## EXERCISE REQUIREMENTS
The entries below are to be given back exactly, with images excluded.

## EXTRACTED INFORMATION
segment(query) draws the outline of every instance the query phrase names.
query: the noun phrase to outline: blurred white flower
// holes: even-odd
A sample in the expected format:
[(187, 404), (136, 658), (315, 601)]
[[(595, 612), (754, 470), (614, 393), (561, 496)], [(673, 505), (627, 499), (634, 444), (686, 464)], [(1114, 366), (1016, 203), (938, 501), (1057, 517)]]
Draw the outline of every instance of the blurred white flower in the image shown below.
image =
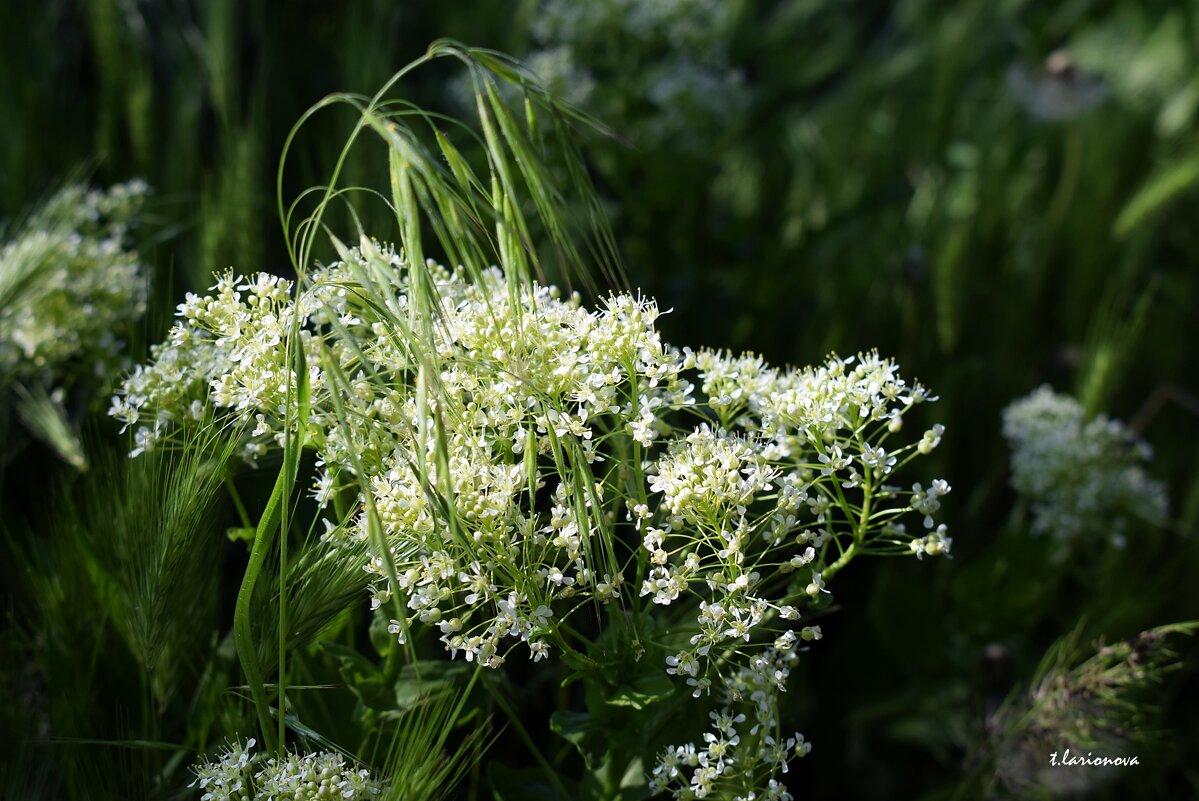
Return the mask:
[(1131, 524), (1166, 516), (1165, 488), (1144, 468), (1149, 446), (1120, 421), (1088, 419), (1078, 401), (1043, 386), (1008, 406), (1003, 434), (1033, 531), (1119, 542)]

## RESPONSE
segment(query) draws the outline of every instance the query phrase names.
query: the noun phrase to outline: blurred white flower
// holes: even-odd
A sample in the expected format:
[(187, 404), (136, 658), (315, 601)]
[[(595, 612), (754, 470), (614, 393), (561, 496)], [(673, 505), (627, 499), (634, 444), (686, 464)], [(1114, 366), (1016, 203), (938, 501), (1057, 517)]]
Draw the outline of every instance of the blurred white flower in the image shown below.
image =
Return the mask:
[(1131, 524), (1166, 516), (1165, 488), (1144, 468), (1149, 446), (1120, 421), (1088, 419), (1078, 401), (1043, 386), (1008, 406), (1003, 434), (1033, 531), (1119, 542)]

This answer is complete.